Work order: Would you transcribe each of the entries exactly, with nothing added or dropped?

Natural-language object grounding data:
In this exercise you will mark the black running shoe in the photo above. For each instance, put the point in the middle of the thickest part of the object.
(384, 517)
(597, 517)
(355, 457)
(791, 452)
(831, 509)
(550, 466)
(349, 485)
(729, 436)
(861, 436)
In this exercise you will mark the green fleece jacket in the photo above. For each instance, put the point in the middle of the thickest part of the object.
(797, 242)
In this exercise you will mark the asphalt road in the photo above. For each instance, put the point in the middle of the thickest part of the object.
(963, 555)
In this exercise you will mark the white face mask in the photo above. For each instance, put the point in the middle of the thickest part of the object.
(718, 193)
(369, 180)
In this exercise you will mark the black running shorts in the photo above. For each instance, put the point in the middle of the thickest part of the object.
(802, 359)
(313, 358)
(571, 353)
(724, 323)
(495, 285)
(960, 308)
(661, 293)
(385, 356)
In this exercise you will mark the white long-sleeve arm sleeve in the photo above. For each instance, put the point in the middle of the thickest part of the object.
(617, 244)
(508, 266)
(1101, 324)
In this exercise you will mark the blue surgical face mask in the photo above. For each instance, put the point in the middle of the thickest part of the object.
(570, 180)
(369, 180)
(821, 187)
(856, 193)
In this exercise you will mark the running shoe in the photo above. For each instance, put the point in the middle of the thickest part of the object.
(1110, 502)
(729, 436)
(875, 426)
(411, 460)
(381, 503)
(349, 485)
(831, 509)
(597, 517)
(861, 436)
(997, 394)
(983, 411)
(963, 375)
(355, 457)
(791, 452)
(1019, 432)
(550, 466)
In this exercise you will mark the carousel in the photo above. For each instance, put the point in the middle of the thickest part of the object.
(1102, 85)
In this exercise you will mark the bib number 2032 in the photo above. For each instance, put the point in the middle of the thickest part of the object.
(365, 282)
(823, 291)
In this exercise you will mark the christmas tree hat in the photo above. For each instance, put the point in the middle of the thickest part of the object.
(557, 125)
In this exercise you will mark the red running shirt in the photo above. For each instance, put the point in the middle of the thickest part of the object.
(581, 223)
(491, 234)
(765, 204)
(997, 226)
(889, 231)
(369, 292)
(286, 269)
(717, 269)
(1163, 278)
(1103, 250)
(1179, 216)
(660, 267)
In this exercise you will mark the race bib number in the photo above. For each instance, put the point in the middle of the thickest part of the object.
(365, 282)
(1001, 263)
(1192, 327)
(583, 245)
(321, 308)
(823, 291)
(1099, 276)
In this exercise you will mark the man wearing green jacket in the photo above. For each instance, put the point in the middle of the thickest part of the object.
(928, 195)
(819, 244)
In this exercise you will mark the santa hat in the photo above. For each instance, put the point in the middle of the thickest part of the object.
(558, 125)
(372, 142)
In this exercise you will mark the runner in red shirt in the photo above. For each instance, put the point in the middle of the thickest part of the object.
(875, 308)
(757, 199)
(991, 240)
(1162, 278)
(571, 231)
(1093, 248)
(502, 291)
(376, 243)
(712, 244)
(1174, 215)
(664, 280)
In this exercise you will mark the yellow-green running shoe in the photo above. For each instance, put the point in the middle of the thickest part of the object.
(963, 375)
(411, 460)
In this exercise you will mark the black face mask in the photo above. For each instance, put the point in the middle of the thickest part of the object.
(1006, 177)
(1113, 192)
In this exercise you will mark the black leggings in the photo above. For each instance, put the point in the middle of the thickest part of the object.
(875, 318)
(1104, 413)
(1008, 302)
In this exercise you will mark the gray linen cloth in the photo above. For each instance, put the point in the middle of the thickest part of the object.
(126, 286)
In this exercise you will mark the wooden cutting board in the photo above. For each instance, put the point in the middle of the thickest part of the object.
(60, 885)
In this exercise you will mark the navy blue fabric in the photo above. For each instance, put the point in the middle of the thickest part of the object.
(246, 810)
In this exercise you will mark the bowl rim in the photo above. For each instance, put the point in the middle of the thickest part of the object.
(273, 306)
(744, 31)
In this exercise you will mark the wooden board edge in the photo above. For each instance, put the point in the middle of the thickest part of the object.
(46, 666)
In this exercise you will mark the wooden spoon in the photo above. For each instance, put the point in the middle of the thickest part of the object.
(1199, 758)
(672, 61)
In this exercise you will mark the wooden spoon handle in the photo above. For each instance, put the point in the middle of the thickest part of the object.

Answer to this problem:
In this exercise you will mark the black running shoe in the photo above. For each instance, put the point in the middle of the thickest part of the object.
(384, 517)
(597, 517)
(355, 457)
(791, 452)
(831, 509)
(550, 466)
(349, 485)
(729, 436)
(861, 436)
In this exercise you will mark the green fleece jacket in the photo above. For each instance, put the point in the middle of the thickest part of the object.
(797, 242)
In this exercise you will mark the asphalt road in the photo above. For each instance, put the point in the middle of the thickest part of the object.
(963, 555)
In this exercise you will mark the white face mask in the photo above. For each instance, put the point in the middle of the thickest part of the object.
(718, 193)
(369, 180)
In this exercise you will mark the black running shorts in the photo above. For each instance, put the point in the middle of the thickest part of the object.
(802, 359)
(313, 358)
(571, 353)
(724, 323)
(495, 285)
(960, 308)
(661, 293)
(385, 356)
In this exercise you will mark the white long-sleeve arm sleeve in the photo above. For each instance, put the point in the middle of the thickest part of the object.
(617, 244)
(508, 266)
(1101, 324)
In this exercise you will mark the blue surgical face mask in the photo above. For each instance, put the point in the middle of the thickest part of the object.
(570, 180)
(369, 180)
(821, 187)
(856, 193)
In this exercise you will mark the running shoe in the photo above. For each instance, put the point in the middle of the thickest part of the object.
(1110, 502)
(729, 436)
(875, 426)
(411, 460)
(381, 503)
(349, 485)
(831, 509)
(597, 517)
(861, 436)
(997, 394)
(983, 411)
(963, 375)
(355, 457)
(791, 452)
(1019, 432)
(550, 466)
In this exercise you will mark the carousel in the photo above. For each instance, put the point in the middle of the thickest part of the object.
(1102, 85)
In this exercise you will mark the bib number 2032 in the photo above. For each instance, put the point in the middle of the thickest part of the object.
(365, 282)
(823, 291)
In this exercise you will mark the christmas tree hat in the photo above. For each instance, put the point in the middle of the thickest part of the object.
(557, 125)
In this exercise you will mark the red running shirt in the photo above. For each instance, put the point in the middle of the thickest part of the object.
(581, 223)
(491, 234)
(765, 204)
(997, 226)
(889, 231)
(369, 292)
(286, 269)
(717, 269)
(1163, 278)
(1103, 250)
(1179, 216)
(660, 267)
In this exercise you will mark the race bib number in the photo above. For each instance, put the point in the middle of the thickest part of the object.
(365, 282)
(1001, 263)
(1192, 327)
(583, 245)
(321, 308)
(823, 291)
(1099, 276)
In this exercise you will mark the man wearing green jacket in the photo above. For each instance, put the point in the middle of the thickest part of the object.
(928, 195)
(819, 244)
In this exercise you will mark the santa hat in the photo above. For each instance, put the point in the middle of the thickest part of the object.
(558, 125)
(372, 142)
In this exercise you will mark the runner in red shirt in the photo above. For each instance, put the point in the middle of the thickest part of the object.
(875, 308)
(757, 199)
(991, 240)
(1162, 278)
(571, 231)
(1093, 248)
(502, 291)
(376, 243)
(712, 244)
(1174, 215)
(664, 280)
In this exercise you will mark the yellow-green running shoe in the photo above. For each instance, put the point in the middle of the thickest part of the object.
(963, 375)
(411, 460)
In this exercise you will mark the black face mask in the photo above. For each instance, put the point in the middle of the thickest part of the object.
(1006, 177)
(1113, 192)
In this exercise you will mark the black leggings in the photo above. For each instance, put the point in the middle of the thickest part of the object.
(875, 318)
(1104, 413)
(1008, 302)
In this exercise you will mark the gray linen cloth in the photo above. For each instance, put the point in the middle of the thickest part of the object.
(126, 286)
In this exercise you will mark the wooden cutting board in the photo above. For each instance, put the point in the middle of the thickest part of the object.
(60, 885)
In this exercise you will mark the navy blue fabric in the photo above. For each instance, put the point in the middle of the thickest part of the object.
(246, 810)
In this exercise you will mark the bowl rim in the photo above. For each instance, put the point in the middle of the thickest part of the object.
(273, 306)
(744, 31)
In this exercise you will mark the wooden board edge in the photo above. For each instance, put the point in the middle of the thickest part of the object.
(46, 666)
In this exercise you will mark the wooden spoon in the photo above. For each instance, put the point in the middle of the thickest part of the object.
(1199, 758)
(672, 61)
In this exercise you will mark the wooden spoon handle in the photo above. For each instance, put the point in the middle of the thickest part of the object.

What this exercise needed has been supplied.